▶ _Tasks and exercises_
1 – In the thread on owed wages and liquidation, what share of the redundancy monies does the reply say the poster is entitled to?
2 – Report every line of the records that contains the string "surface".

# Owed Wages/Holiday pay and liquidation



## singinvestor (9 Jun 2009)

Hi there – I worked for a company that recently went into liquidation.  I have applied (via the liquidators) to the Department of Enterprise and Employment for back pay including holiday pay due to me.  However, this only covers up to about 60% of what I am owed.  The company has since being sold on.  I believe I can apply as a creditor to have the remaining 40% paid to me out of the proceeds of the monies from the sale of the company.  Can anyone please advise if this is true and how I could go about doing this.  I have been unable to get any satisfactory answers from the liquidators other than they will contact me in regard to any monies due.

Thanks.


----------



## JQ2002 (9 Jun 2009)

http://www.askaboutmoney.com/showthread.php?t=113756

Above thread should be of some help.

You are entitled to 100% of the redundancy monies not 60%. The Liquidator is incorrect. However, any amount above your statutory entitlement would rank as a creditor in the Liquidator.

▶ _Supplied data_
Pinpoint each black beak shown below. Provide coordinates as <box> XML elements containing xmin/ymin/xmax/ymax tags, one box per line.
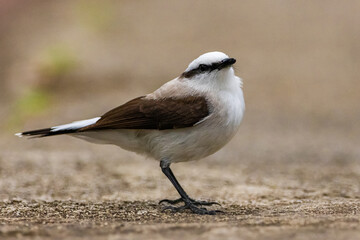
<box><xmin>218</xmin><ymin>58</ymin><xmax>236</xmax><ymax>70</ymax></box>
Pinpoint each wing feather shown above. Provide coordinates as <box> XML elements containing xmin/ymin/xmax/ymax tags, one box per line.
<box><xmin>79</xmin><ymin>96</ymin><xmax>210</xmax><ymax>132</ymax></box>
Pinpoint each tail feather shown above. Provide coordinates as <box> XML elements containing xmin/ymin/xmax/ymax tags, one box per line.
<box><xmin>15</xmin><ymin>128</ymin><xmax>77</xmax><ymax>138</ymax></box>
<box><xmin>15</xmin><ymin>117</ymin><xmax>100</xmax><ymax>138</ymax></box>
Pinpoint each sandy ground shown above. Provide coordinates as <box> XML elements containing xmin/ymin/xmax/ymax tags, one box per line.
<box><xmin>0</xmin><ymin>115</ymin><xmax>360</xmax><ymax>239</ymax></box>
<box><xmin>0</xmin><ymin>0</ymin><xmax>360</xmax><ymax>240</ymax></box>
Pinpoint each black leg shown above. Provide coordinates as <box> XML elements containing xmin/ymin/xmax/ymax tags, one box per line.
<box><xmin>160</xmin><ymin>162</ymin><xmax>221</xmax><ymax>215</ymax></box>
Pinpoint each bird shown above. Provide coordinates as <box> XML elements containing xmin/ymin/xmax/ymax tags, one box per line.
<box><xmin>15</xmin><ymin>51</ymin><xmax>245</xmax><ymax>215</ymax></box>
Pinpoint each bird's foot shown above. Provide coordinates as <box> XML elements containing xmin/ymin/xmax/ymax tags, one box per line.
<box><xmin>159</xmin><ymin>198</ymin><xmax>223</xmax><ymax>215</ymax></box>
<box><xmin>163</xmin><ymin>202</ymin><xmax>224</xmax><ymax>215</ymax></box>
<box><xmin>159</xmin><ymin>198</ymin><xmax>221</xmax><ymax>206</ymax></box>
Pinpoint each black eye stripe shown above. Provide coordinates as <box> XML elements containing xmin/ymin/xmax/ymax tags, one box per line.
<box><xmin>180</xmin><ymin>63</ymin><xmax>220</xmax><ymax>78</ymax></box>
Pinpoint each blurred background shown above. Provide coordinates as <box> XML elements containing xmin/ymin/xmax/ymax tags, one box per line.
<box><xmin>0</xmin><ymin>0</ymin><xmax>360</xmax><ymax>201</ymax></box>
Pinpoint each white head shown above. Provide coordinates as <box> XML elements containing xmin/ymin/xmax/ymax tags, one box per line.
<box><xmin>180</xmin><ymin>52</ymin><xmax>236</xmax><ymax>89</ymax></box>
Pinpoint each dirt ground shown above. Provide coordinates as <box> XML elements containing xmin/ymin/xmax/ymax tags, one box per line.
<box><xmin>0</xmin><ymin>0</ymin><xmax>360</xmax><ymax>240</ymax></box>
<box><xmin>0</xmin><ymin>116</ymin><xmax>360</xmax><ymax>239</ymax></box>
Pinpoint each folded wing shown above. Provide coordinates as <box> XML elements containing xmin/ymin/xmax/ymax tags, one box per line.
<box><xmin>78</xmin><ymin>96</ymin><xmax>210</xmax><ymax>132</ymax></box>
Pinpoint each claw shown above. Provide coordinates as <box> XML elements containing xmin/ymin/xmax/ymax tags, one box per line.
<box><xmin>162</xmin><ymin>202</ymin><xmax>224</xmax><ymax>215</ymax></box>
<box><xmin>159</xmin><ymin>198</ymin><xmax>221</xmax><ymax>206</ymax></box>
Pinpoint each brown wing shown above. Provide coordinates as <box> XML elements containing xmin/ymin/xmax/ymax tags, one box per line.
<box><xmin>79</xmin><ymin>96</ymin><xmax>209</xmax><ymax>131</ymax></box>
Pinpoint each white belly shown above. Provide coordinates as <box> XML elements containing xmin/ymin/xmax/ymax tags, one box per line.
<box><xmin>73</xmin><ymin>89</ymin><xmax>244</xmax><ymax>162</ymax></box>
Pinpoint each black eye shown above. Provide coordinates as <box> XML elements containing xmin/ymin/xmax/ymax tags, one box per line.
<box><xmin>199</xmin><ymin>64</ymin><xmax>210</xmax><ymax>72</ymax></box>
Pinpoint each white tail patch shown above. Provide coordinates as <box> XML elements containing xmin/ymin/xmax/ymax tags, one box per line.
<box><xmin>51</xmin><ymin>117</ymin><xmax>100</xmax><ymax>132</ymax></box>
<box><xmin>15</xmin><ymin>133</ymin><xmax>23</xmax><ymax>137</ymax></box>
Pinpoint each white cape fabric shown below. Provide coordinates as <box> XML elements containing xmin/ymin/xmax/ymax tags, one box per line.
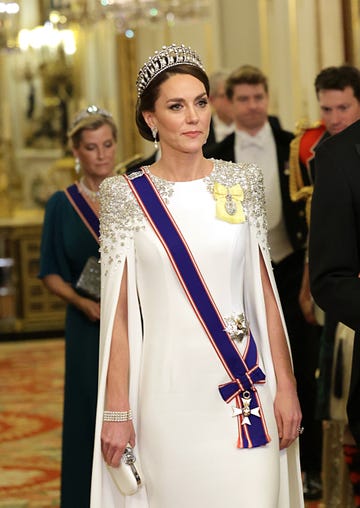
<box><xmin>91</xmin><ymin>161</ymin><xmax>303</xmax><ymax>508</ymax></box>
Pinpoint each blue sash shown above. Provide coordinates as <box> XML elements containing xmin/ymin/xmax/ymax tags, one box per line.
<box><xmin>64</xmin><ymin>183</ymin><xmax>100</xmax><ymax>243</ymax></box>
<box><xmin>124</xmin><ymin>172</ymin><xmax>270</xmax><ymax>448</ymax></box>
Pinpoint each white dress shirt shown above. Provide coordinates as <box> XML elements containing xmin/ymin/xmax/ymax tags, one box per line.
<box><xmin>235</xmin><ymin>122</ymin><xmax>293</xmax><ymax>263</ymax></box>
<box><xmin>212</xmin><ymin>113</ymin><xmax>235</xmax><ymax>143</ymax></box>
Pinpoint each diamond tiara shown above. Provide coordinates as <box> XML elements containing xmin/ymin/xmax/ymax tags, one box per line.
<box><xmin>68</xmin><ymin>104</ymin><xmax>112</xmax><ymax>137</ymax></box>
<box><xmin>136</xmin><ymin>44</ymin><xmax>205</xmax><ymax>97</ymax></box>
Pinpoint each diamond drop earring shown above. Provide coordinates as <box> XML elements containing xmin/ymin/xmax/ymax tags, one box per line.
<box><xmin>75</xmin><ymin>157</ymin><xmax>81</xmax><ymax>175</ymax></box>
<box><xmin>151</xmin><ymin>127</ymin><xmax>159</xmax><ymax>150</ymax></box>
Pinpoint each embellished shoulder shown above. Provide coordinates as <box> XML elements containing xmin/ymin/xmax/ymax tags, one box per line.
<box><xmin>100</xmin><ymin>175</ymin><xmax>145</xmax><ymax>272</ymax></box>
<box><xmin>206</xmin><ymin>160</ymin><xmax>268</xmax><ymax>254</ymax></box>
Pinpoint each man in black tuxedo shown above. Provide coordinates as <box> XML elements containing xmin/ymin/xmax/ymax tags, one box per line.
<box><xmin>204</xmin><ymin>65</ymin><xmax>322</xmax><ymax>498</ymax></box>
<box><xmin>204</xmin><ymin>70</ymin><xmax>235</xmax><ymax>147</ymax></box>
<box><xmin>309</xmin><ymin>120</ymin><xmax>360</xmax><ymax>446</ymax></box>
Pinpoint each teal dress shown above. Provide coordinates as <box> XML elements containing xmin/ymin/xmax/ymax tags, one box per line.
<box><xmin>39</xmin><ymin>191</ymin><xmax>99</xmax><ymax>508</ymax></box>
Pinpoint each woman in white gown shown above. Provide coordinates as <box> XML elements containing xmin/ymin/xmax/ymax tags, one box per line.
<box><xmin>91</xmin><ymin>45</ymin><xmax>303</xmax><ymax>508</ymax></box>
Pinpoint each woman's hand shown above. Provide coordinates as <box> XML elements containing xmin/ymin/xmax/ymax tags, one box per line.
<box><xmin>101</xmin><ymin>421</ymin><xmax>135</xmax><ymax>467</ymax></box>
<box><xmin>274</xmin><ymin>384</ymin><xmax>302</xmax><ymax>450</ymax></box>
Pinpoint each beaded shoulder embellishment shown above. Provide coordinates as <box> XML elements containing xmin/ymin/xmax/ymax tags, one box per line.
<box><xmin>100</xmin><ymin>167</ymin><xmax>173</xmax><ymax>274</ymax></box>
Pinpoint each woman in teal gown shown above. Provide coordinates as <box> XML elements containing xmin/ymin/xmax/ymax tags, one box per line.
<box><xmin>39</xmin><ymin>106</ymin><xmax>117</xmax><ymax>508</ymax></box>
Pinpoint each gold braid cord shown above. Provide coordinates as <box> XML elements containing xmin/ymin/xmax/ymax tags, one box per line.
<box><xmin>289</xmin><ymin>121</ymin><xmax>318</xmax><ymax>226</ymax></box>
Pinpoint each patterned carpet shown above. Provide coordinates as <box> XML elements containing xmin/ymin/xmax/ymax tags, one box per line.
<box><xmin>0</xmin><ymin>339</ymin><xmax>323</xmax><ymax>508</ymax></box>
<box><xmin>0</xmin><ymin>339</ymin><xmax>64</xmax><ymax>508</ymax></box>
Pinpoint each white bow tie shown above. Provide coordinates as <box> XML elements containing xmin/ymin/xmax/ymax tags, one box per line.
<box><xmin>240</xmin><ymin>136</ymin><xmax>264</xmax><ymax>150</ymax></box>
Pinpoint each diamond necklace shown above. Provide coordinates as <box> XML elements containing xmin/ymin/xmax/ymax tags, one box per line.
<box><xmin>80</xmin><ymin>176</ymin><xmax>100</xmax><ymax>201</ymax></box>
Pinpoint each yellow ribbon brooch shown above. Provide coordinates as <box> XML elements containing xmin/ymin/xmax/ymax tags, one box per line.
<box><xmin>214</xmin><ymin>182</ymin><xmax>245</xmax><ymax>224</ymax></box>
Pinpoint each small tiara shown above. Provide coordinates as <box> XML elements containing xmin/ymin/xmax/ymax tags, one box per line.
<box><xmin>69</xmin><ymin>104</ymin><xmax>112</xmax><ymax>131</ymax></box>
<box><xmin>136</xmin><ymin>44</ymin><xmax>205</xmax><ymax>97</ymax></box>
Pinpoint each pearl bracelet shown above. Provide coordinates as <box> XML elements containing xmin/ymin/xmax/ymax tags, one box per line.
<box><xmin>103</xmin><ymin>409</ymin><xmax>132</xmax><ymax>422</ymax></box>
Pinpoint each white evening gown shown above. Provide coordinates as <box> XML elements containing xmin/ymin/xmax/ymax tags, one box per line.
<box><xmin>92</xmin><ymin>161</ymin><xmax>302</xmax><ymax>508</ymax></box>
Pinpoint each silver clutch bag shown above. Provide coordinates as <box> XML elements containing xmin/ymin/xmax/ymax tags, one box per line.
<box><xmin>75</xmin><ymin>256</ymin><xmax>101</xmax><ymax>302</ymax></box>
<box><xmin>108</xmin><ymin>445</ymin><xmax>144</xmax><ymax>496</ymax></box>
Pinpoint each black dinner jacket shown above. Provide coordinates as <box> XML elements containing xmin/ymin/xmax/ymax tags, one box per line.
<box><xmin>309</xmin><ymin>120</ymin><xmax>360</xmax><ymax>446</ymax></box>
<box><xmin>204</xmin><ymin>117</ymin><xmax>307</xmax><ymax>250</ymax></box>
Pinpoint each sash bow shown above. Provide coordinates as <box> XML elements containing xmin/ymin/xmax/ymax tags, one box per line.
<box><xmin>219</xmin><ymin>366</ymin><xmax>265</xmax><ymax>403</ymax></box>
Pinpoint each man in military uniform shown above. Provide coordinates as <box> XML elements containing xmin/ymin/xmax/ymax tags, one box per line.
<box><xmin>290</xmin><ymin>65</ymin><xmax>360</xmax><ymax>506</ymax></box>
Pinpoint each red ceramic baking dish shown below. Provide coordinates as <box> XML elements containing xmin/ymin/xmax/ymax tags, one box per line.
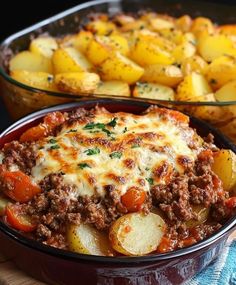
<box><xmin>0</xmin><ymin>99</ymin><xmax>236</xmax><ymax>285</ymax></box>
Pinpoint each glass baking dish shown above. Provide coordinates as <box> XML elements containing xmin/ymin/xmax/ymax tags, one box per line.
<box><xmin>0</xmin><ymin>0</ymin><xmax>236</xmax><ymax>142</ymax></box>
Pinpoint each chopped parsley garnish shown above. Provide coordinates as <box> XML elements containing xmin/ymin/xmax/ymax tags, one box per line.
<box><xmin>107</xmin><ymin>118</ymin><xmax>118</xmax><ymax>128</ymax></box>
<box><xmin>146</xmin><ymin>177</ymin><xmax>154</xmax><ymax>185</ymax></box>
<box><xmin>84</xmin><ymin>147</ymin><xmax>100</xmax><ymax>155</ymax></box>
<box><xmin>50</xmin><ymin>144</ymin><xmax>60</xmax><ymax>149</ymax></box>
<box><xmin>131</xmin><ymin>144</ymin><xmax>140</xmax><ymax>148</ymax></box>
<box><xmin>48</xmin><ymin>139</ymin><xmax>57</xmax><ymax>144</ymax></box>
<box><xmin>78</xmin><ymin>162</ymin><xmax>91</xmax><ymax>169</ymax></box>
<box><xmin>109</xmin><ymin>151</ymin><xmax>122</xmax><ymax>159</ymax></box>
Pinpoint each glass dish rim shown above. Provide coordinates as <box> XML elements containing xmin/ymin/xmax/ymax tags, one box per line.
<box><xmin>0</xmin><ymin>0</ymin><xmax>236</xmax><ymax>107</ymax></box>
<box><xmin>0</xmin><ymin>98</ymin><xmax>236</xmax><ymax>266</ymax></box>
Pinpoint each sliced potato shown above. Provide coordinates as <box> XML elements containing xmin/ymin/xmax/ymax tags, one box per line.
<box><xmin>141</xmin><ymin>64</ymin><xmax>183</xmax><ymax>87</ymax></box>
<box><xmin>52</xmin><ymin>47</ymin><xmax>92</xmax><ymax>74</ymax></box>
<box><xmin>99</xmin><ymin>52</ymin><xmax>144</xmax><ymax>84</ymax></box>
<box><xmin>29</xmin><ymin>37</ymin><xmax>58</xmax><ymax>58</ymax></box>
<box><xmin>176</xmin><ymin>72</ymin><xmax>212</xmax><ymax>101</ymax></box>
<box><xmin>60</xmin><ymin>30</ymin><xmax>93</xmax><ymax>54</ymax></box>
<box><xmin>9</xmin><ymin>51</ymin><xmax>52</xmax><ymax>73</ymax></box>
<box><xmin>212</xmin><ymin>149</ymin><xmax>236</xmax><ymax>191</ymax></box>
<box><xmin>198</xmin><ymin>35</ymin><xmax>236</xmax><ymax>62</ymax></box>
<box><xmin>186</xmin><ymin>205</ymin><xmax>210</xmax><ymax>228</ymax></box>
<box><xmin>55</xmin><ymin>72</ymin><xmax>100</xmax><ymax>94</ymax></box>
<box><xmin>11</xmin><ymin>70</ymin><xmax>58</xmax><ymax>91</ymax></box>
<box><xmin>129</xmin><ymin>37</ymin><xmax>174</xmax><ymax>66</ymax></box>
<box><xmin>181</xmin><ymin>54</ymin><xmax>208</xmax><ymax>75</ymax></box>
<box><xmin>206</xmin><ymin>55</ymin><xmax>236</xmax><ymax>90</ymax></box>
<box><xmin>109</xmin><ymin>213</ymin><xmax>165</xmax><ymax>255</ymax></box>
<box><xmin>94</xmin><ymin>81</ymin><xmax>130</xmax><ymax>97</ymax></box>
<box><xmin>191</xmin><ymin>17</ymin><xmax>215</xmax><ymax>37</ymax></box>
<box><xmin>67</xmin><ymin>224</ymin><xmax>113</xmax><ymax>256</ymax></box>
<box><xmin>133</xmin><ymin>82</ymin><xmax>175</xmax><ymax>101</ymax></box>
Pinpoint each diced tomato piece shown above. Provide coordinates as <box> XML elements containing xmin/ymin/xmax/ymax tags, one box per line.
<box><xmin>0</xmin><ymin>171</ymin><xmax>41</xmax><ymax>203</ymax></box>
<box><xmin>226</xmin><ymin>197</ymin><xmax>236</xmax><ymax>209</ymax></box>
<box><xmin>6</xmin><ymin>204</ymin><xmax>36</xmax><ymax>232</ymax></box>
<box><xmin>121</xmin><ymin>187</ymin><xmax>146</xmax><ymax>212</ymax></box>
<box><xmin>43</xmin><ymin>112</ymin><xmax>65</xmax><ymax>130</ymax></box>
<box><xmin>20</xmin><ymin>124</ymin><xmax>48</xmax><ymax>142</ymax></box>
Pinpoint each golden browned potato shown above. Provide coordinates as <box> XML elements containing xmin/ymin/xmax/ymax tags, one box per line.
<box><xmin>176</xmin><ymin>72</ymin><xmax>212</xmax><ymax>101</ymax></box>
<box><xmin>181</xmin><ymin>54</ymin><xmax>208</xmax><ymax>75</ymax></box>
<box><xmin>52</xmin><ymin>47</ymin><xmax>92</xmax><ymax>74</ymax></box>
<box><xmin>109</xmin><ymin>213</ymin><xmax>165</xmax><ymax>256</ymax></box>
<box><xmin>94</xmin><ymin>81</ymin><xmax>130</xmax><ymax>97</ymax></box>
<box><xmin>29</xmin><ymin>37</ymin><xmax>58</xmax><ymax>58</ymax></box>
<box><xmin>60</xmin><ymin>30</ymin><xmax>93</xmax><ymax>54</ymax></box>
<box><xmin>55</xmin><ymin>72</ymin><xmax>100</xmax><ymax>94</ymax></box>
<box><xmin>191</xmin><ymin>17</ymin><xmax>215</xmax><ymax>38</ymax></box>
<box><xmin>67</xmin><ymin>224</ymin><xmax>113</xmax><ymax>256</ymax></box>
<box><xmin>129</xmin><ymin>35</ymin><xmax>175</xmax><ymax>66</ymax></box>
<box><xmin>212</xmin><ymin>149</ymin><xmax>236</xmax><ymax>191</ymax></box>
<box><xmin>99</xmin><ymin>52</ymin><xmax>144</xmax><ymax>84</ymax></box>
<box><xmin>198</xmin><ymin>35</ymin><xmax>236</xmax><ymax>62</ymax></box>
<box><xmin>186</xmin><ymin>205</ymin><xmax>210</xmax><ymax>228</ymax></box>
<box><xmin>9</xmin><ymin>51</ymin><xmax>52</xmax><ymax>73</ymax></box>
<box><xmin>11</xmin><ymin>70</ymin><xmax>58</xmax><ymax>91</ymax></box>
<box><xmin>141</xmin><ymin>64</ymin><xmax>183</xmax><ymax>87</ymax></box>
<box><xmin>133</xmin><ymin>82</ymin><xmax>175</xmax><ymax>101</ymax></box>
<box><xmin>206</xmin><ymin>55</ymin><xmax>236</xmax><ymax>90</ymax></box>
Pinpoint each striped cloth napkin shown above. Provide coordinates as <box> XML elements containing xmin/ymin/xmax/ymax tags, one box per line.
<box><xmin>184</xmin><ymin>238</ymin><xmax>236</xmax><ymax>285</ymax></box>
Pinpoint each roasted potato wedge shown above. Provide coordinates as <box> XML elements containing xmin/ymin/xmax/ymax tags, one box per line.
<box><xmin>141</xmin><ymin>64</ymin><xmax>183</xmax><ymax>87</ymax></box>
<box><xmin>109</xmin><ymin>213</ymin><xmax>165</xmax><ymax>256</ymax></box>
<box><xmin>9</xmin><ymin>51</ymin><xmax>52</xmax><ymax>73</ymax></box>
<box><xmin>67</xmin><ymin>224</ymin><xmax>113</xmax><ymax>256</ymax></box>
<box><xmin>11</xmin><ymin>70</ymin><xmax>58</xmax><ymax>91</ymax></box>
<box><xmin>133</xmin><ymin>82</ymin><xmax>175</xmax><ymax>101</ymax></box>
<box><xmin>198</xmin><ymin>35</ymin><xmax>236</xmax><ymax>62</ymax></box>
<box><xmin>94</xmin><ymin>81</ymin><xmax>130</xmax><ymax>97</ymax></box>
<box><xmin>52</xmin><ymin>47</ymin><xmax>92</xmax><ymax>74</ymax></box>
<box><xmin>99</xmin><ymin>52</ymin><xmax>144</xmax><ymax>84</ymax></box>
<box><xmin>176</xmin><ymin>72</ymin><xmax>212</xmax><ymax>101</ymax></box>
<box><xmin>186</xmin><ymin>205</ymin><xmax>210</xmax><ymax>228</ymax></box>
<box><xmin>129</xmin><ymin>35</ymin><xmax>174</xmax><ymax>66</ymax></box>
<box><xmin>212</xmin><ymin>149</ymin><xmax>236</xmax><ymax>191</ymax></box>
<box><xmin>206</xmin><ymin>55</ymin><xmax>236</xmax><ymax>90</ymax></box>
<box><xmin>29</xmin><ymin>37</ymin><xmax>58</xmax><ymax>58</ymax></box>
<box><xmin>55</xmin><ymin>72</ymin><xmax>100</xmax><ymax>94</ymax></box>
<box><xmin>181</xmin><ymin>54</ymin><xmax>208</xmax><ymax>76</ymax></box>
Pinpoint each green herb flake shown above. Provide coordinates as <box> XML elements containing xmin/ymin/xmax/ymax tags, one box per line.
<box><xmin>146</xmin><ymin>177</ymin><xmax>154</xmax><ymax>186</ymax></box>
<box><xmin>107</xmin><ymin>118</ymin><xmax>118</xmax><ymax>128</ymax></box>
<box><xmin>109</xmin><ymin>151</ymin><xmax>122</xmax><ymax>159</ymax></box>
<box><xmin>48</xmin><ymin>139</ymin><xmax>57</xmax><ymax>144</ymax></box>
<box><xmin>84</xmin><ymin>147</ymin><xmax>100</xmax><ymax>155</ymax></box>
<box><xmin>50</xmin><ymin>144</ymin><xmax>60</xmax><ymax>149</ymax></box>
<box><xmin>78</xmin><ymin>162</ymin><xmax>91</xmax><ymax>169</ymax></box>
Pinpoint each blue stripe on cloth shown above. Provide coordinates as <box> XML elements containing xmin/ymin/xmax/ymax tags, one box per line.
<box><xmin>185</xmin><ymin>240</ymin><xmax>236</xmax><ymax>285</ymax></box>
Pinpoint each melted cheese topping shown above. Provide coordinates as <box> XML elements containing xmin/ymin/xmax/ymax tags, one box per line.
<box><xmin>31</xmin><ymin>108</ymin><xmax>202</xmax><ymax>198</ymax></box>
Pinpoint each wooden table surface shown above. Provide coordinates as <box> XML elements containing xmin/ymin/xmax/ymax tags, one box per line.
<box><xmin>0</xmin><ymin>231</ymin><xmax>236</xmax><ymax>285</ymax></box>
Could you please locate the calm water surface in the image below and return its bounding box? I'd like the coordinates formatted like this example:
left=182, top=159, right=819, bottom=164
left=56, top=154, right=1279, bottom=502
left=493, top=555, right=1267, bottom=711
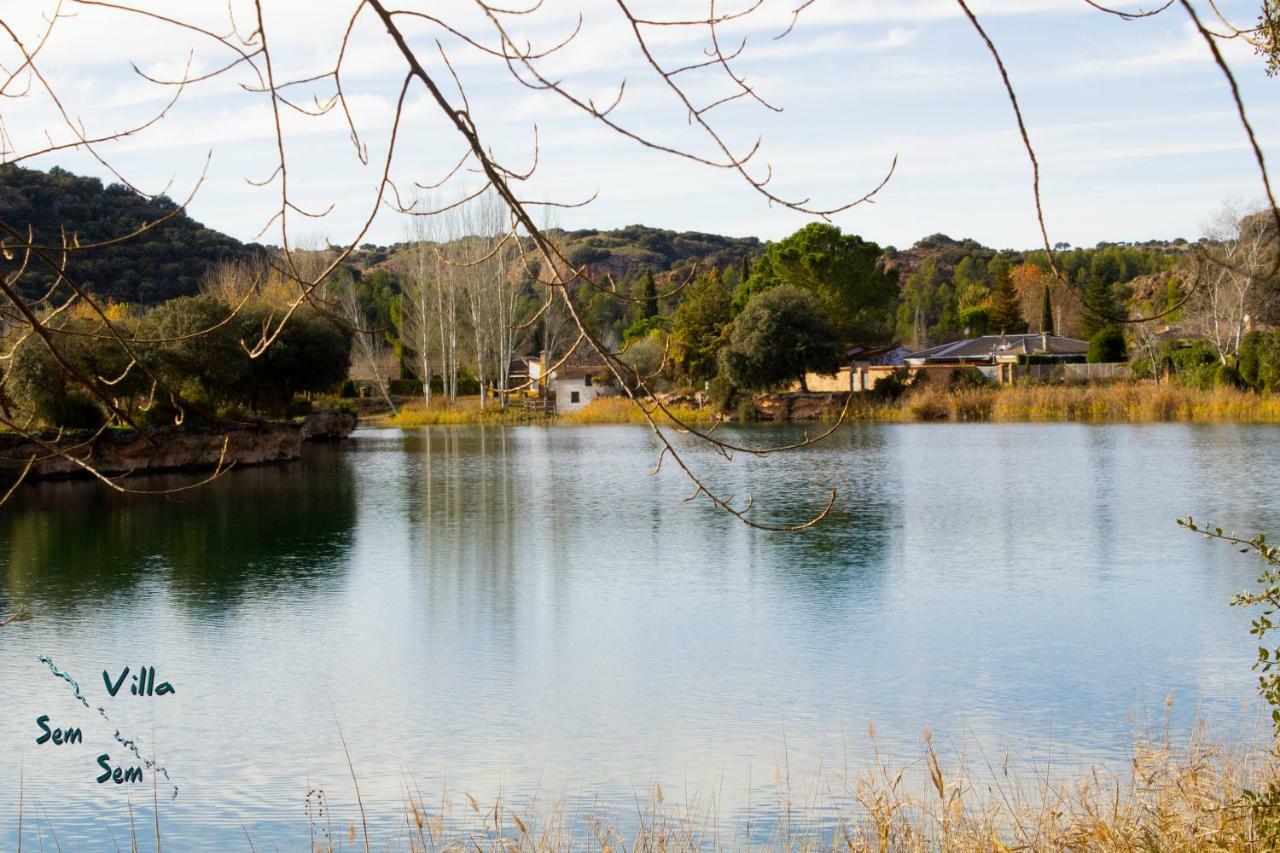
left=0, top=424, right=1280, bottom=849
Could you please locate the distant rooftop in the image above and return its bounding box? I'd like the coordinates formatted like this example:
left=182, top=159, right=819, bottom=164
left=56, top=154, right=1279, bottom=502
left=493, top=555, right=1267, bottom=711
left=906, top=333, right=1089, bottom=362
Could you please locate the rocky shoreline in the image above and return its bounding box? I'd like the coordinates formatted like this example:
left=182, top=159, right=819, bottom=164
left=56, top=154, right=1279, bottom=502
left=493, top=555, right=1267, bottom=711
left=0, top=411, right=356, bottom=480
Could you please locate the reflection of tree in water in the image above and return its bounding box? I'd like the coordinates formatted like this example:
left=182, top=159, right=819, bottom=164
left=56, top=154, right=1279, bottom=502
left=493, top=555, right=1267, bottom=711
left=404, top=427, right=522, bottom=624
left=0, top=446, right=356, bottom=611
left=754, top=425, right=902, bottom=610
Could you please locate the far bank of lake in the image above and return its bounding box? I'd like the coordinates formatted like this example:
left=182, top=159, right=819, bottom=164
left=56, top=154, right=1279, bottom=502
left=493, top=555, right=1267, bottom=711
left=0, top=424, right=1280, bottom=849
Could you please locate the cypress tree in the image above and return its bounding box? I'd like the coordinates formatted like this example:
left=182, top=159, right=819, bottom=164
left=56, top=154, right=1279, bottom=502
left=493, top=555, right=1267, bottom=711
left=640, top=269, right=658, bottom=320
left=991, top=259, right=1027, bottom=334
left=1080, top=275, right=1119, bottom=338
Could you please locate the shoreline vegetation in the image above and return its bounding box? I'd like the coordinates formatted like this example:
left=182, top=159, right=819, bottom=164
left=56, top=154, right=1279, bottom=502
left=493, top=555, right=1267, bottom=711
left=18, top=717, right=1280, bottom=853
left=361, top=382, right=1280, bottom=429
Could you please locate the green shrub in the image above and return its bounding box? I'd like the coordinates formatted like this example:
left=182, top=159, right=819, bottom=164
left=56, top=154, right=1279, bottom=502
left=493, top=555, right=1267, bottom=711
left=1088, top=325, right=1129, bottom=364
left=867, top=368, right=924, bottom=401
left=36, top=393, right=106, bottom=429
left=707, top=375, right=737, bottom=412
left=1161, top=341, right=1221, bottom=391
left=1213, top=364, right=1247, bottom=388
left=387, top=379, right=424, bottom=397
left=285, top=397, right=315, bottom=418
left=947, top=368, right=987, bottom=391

▶ _Answers to the problems_
1 – 100% of the redundancy monies, not 60%.

2 –
Pinpoint each wooden table surface shown above. Provide coordinates as <box> XML elements containing xmin/ymin/xmax/ymax tags, one box per line.
Could you please locate the calm water surface in the image below and return its bounding box? I'd like the coordinates formatted like this example:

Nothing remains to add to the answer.